> **Supplied data**:
◆ ◆ ◆
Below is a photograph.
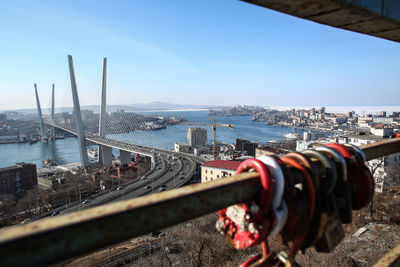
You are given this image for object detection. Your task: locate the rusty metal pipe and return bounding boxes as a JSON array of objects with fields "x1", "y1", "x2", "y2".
[{"x1": 0, "y1": 138, "x2": 399, "y2": 266}]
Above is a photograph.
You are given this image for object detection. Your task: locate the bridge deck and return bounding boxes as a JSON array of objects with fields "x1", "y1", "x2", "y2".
[{"x1": 243, "y1": 0, "x2": 400, "y2": 43}]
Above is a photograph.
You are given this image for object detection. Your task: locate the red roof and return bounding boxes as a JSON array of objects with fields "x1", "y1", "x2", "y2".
[{"x1": 201, "y1": 160, "x2": 241, "y2": 170}]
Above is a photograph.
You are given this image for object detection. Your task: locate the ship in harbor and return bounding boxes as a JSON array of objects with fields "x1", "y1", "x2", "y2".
◆ ◆ ◆
> **Instructions for the task**:
Find the line with "locate the bridge" in the data above. Restate it and all later lines word for word, ending with the last line.

> **Response**:
You are given this image for object detection. Your task: locate the bridge deck and return bounding boxes as a JSON array of objects with fields "x1", "y1", "x2", "y2".
[{"x1": 243, "y1": 0, "x2": 400, "y2": 43}]
Above is a photograph.
You are given this image for object detection. Your task: locate the red roof and return bounding boxes as a JSON array of objects with fields "x1", "y1", "x2", "y2".
[{"x1": 201, "y1": 160, "x2": 241, "y2": 170}]
Above is a photograph.
You are given this image for object detection. Your task: locate the ship in harbor and return bounding boxes as a JSON array of objects with fields "x1", "y1", "x2", "y2".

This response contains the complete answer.